Consigne 1:
Recopiez fidèlement tout le passage du texte sur la vie en ville qui va de « Aujourd’hui, notre société » jusqu'à « la cité autrement. ».
Consigne 2:
D'après le texte sur la vie en ville, à quel mode de vie correspondait la séparation des espaces dans les villes reconstruites après la seconde guerre mondiale ?
Consigne 3:
Prolongez le texte sur la vie en ville au-delà de sa dernière phrase.

Texte à lire:
▶

Bien vivre en ville demain
Après la seconde guerre mondiale dans un contexte de croissance économique et démographique élevées, les villes ont été reconstruites dans une logique de séparation des fonctions : travail, habitat, loisir… Cette ségrégation des espaces, correspondait alors à un mode de vie axé sur la mobilité motorisée individuelle. Par la suite, face à une densité grandissante et au manque d’attrait des grands ensembles, les périphéries urbaines se sont intensifiées avec le développement massif de zones pavillonnaires, à proximité des villes mais le plus souvent dénuées d’espaces publics.
Aujourd’hui, notre société s’est complexifiée et doit faire face à de nouveaux enjeux démographiques, sociétaux, économiques, environnementaux, énergétiques… Concrètement, la prise de conscience de la rareté des ressources, le passage d’une société de 3 à 4 générations, la pénurie de logements en zones tendues urbaines ainsi que la saturation des réseaux routiers et des transports en communs nous obligent à repenser la vie dans la cité autrement.

◀

Données fournies:
▶

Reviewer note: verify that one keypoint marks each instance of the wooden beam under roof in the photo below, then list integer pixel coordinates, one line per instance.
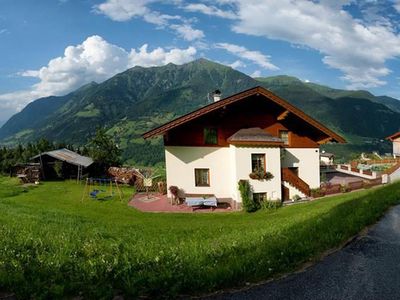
(283, 115)
(324, 141)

◀

Résultat attendu 1:
Aujourd’hui, notre société s’est complexifiée et doit faire face à de nouveaux enjeux démographiques, sociétaux, économiques, environnementaux, énergétiques… Concrètement, la prise de conscience de la rareté des ressources, le passage d’une société de 3 à 4 générations, la pénurie de logements en zones tendues urbaines ainsi que la saturation des réseaux routiers et des transports en communs nous obligent à repenser la vie dans la cité autrement.

Résultat attendu 2:
Elle correspondait à un mode de vie axé sur la mobilité motorisée individuelle.

Résultat attendu 3:
Dans ce contexte, on ne peut en effet plus concevoir l’habitat comme un produit, mais plutôt comme un processus évolutif en phase avec l’accélération du changement. La ville est aujourd’hui autant façonnée par son patrimoine immobilier et ses infrastructures que par les usages de ses habitants, ces derniers devant être placés au centre du processus de la co-conception. A l’heure des réseaux virtuels et des nouvelles mobilités, la ville doit être pensée en termes de parcours, d’expérience, dans l’idée de réconcilier à nouveau, dans des espaces proches voire identiques, travail, habitat et loisir.
Afin de pouvoir répondre le plus efficacement et le plus durablement à ces enjeux du XXIe siècle, la ville doit se réinventer en travaillant sur plusieurs axes qui sont aujourd’hui au cœur des préoccupations des collectivités et des groupes immobiliers :
- Élaborer une ville durable et belle ;
- Construire une ville intelligente et intense ;
- Réapprendre à vivre ensemble.
Elaborer une ville durable et belle
Une ville durable, c’est une ville avec des bâtiments et des infrastructures construits dans une dynamique d’éco-conception : réduction des émissions de gaz à effet de serre depuis la conception jusqu’à la démolition, utilisation de matériaux recyclables, rénovation énergétique du patrimoine immobilier plus ancien, gestion économe de l’eau, intégration de la nature en ville… autant de solutions que nous mettons en œuvre pour limiter l’impact de nos activités sur l’environnement et proposer une qualité résidentielle augmentée. Nous devons également être capables d’offrir un nouveau cycle de vie aux bâtis les plus remarquables, en restructurant des locaux anciens et en les affectant à de nouveaux usages.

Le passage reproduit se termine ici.